__Exercise prompt__:
Every entry below must be retyped exactly, and the pictures must be left out.

*** Data for processing ***

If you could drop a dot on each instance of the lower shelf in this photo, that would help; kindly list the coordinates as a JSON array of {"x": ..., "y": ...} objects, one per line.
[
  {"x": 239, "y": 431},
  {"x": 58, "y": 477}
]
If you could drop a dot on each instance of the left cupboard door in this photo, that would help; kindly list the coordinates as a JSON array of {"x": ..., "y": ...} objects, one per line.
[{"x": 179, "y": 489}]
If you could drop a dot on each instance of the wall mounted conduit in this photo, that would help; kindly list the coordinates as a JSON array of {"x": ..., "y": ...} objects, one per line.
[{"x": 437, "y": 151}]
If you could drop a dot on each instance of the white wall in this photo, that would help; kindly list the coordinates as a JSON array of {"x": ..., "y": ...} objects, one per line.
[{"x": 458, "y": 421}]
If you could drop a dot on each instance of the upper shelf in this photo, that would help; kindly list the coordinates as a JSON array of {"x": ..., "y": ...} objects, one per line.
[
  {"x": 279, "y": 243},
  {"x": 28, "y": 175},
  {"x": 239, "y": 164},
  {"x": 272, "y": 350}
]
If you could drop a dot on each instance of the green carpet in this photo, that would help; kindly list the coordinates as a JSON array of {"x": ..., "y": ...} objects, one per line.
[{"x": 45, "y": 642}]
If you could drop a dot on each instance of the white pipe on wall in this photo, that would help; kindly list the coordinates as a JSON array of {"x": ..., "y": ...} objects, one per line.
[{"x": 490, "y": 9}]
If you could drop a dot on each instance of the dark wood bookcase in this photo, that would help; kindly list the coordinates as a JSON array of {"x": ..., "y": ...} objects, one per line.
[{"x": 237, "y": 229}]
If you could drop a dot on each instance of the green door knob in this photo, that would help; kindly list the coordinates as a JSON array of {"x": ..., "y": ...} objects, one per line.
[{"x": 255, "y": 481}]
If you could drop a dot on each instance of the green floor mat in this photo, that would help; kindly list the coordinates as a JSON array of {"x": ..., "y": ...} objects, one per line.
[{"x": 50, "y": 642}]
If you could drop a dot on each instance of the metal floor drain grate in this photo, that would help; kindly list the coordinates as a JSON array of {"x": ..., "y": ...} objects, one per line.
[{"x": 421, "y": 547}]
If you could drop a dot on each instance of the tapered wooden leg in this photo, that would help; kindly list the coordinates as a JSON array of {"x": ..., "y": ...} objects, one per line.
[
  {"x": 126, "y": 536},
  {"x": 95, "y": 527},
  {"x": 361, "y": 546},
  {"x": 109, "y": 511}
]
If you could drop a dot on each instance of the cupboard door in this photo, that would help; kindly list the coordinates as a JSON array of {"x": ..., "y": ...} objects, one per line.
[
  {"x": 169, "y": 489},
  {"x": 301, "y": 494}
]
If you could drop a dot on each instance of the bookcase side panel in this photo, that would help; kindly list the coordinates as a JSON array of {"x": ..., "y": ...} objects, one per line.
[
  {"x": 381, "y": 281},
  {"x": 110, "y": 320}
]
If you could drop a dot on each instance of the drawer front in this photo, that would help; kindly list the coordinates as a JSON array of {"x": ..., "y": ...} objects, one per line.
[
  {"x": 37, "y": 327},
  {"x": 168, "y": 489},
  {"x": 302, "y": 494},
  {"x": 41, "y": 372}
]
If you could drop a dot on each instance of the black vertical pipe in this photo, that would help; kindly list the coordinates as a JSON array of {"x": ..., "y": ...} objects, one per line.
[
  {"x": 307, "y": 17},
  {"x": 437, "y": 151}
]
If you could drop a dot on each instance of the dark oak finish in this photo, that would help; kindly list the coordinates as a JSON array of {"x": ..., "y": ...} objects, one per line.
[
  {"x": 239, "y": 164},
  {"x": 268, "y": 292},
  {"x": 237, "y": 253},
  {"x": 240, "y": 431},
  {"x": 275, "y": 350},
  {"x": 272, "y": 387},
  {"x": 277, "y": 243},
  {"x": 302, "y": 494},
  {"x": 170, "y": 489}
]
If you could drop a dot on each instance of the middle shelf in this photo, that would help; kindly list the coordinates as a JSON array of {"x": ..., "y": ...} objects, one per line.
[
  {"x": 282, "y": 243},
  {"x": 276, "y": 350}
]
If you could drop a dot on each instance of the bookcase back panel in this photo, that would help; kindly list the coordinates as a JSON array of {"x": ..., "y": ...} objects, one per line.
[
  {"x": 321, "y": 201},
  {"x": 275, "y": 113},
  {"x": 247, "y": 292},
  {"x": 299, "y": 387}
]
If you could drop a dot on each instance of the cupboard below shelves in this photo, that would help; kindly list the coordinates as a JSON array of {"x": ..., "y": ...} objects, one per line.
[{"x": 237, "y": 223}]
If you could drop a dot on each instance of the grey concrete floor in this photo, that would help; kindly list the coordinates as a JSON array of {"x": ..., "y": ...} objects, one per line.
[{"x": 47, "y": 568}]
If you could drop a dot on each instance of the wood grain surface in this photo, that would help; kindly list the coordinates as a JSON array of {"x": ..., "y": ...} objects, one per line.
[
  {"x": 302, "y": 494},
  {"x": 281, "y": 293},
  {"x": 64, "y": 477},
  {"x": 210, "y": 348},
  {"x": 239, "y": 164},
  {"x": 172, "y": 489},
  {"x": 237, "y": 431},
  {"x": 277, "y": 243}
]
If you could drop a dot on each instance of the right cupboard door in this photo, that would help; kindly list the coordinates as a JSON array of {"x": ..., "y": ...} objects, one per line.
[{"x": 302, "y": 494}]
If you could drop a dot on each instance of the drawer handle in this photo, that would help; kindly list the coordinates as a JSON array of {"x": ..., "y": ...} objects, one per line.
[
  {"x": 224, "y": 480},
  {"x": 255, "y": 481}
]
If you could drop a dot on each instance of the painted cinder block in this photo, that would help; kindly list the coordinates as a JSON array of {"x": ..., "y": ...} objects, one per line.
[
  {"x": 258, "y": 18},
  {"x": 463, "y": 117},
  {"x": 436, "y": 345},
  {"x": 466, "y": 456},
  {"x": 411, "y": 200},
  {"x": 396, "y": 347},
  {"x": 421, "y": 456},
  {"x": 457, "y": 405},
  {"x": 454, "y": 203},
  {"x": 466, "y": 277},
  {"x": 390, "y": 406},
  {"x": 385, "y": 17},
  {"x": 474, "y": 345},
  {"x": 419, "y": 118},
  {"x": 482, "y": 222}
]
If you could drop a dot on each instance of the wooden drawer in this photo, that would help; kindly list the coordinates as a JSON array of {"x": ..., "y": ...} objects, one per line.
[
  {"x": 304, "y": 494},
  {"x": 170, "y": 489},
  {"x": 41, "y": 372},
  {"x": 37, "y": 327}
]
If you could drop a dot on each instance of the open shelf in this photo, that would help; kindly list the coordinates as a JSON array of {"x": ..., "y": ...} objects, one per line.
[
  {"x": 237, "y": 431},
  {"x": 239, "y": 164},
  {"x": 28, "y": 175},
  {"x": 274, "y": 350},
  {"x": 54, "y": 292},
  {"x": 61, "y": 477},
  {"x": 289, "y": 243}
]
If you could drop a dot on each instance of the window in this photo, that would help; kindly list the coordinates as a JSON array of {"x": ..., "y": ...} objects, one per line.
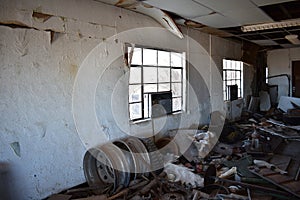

*** End of Data for processing ***

__Exercise response__:
If you could drop a dot on each instance of the lower shelf in this photo, that would help; kindly list the coordinates as a JSON array of {"x": ..., "y": ...} objects, one per line.
[
  {"x": 239, "y": 431},
  {"x": 58, "y": 477}
]
If you could drop a dot on each instance of the left cupboard door in this photo, that would help; kindly list the coordinates as a JSON array of {"x": ..., "y": ...} objects, one per line.
[{"x": 179, "y": 489}]
If you could drop a dot on each instance of the wall mounted conduit in this photo, that would help; kindly list the coordinates as a JSON array of {"x": ..., "y": ...} objects, one per line.
[{"x": 437, "y": 151}]
If you could drop a dot on each instance of the white wall in this photo, that would help; kindly list the coordinates as a JSON array of {"x": ..., "y": ...} objects, one per line.
[{"x": 458, "y": 421}]
If you could drop a dot on each instance of the upper shelf in this photo, that would help; kindly list the coordinates as a JSON array of {"x": ..., "y": ...} objects, one per line.
[
  {"x": 279, "y": 243},
  {"x": 28, "y": 175},
  {"x": 239, "y": 164},
  {"x": 272, "y": 350}
]
If you could drop a dot on each instance of the green carpet in this photo, that would help; kindly list the coordinates as a JSON array of {"x": ..., "y": ...} objects, one per line.
[{"x": 45, "y": 642}]
If you could drop a dot on each instance of the white pipe on wall in this photo, that would help; kindly list the coordinates as a JSON array of {"x": ..., "y": ...} objects, one per line.
[{"x": 490, "y": 9}]
If you could drop a dot on each instance of the dark wood bookcase in this photo, that would help; kindly list the coordinates as a JSON array of {"x": ..., "y": ...} objects, one per line.
[{"x": 237, "y": 229}]
If you could drop a dot on each instance of the green door knob in this photo, that would help; kindly list the coordinates as a JSON array of {"x": ..., "y": ...} objects, one per line.
[{"x": 255, "y": 481}]
If you could drop a dot on each instance of the green floor mat in this photo, that would help; kindly list the coordinates as a JSON array of {"x": ..., "y": ...} objects, one per line.
[{"x": 50, "y": 642}]
If you could drop a dot on each instance of the metal floor drain grate in this photo, that would help; kindly list the coordinates as a JSON array of {"x": ..., "y": ...} objects, one per line.
[{"x": 421, "y": 547}]
If you could drop a dot on each instance of the tapered wooden leg in this photo, that would help; kindly list the coordinates as a JSON array of {"x": ..., "y": ...} objects, one per line.
[
  {"x": 126, "y": 536},
  {"x": 95, "y": 527},
  {"x": 361, "y": 546},
  {"x": 109, "y": 511}
]
If you could drop a dot on each instance of the cupboard door in this photo, that would help; kindly list the coordinates as a JSON array of {"x": ..., "y": ...} objects, one per line.
[
  {"x": 169, "y": 489},
  {"x": 301, "y": 494}
]
If you could drop a dot on each instance of the bookcase side panel in this photo, that would help; kindly list the coordinates as a JSON array of {"x": ..., "y": ...} objects, one per line.
[
  {"x": 381, "y": 281},
  {"x": 110, "y": 320}
]
If you could drop a dot on each instance of the drawer front in this photo, that would help; kindly list the coordinates as a JSON array of {"x": ..., "y": ...} objects, one per line.
[
  {"x": 37, "y": 327},
  {"x": 168, "y": 489},
  {"x": 302, "y": 494},
  {"x": 41, "y": 372}
]
If you could drop a dot on each instance of the black vertical pipe in this photo, that would help; kindly list the coordinates as a JSON array of {"x": ..., "y": ...} objects, one per line.
[
  {"x": 307, "y": 17},
  {"x": 437, "y": 151}
]
If you could drop a dot on each instance of the dark oak finish in this photo, that would help; kindly list the coordinates as a JSON array of {"x": ..., "y": ...} objects, one per line.
[
  {"x": 239, "y": 164},
  {"x": 268, "y": 292},
  {"x": 237, "y": 253},
  {"x": 240, "y": 431},
  {"x": 275, "y": 350},
  {"x": 272, "y": 387},
  {"x": 277, "y": 243},
  {"x": 302, "y": 494},
  {"x": 170, "y": 489}
]
If you could drop a dot on each instance of the middle shelf in this photo, that would help; kindly list the coordinates as a JSON array of {"x": ..., "y": ...} objects, one per line.
[
  {"x": 282, "y": 243},
  {"x": 276, "y": 350}
]
If you could drop a dot on each instance of the bookcase back panel in this photo, that would help; kindly list the coordinates as a JSON array of {"x": ..., "y": ...} objects, one per line.
[
  {"x": 321, "y": 201},
  {"x": 275, "y": 113},
  {"x": 247, "y": 292},
  {"x": 299, "y": 387}
]
If you could drop a dot on each instance of the cupboard below shelves in this photo, that would help; kindly list the coordinates as a JSON array of {"x": ..., "y": ...} objects, one per line.
[{"x": 237, "y": 223}]
If you could drop a dot on each instance of the grey concrete floor in this photo, that would help; kindly list the coordinates as a JSON array of {"x": ..., "y": ...} objects, one per line.
[{"x": 47, "y": 568}]
If you could drop a dot on each instance of the wood grain surface in this photo, that would help; kindly list the coordinates as a JSON array of {"x": ..., "y": ...} objects, one per line.
[
  {"x": 302, "y": 494},
  {"x": 281, "y": 293},
  {"x": 64, "y": 477},
  {"x": 210, "y": 348},
  {"x": 239, "y": 164},
  {"x": 172, "y": 489},
  {"x": 237, "y": 431},
  {"x": 277, "y": 243}
]
If you could drop a dot on each instance of the right cupboard door in this photo, that would help; kindly list the coordinates as a JSON array of {"x": ..., "y": ...} objects, one per line.
[{"x": 302, "y": 494}]
If you could drop a dot on each instance of the drawer handle in this photo, that would help; kindly list the coordinates as a JSON array of {"x": ..., "y": ...} objects, one per line.
[
  {"x": 224, "y": 480},
  {"x": 255, "y": 481}
]
If you could drop a dot on each instance of the painted cinder block in this photo, that would help; kindly list the coordinates as a JSON array of {"x": ..., "y": ...} objects, one per line.
[
  {"x": 258, "y": 18},
  {"x": 463, "y": 117},
  {"x": 436, "y": 345},
  {"x": 466, "y": 456},
  {"x": 411, "y": 200},
  {"x": 396, "y": 347},
  {"x": 421, "y": 456},
  {"x": 457, "y": 405},
  {"x": 454, "y": 203},
  {"x": 466, "y": 277},
  {"x": 390, "y": 406},
  {"x": 385, "y": 17},
  {"x": 474, "y": 345},
  {"x": 419, "y": 118},
  {"x": 482, "y": 222}
]
If you could drop a dot on each instance of the wooden drawer in this photo, that would help; kindly list the coordinates as a JSON array of {"x": ..., "y": ...} objects, one per line.
[
  {"x": 304, "y": 494},
  {"x": 170, "y": 489},
  {"x": 41, "y": 372},
  {"x": 37, "y": 327}
]
If you could drop a dot on each instance of the open shelf in this photo, that would help; kindly list the coordinates as a JSON array of {"x": ..., "y": ...} objects, one per line.
[
  {"x": 237, "y": 431},
  {"x": 239, "y": 164},
  {"x": 28, "y": 175},
  {"x": 274, "y": 350},
  {"x": 54, "y": 292},
  {"x": 61, "y": 477},
  {"x": 289, "y": 243}
]
If you could drop a dot on each instance of the window in this photo, that would help; kindly list the coordinates as a JSON array of {"x": ..., "y": ...} objects, one per line.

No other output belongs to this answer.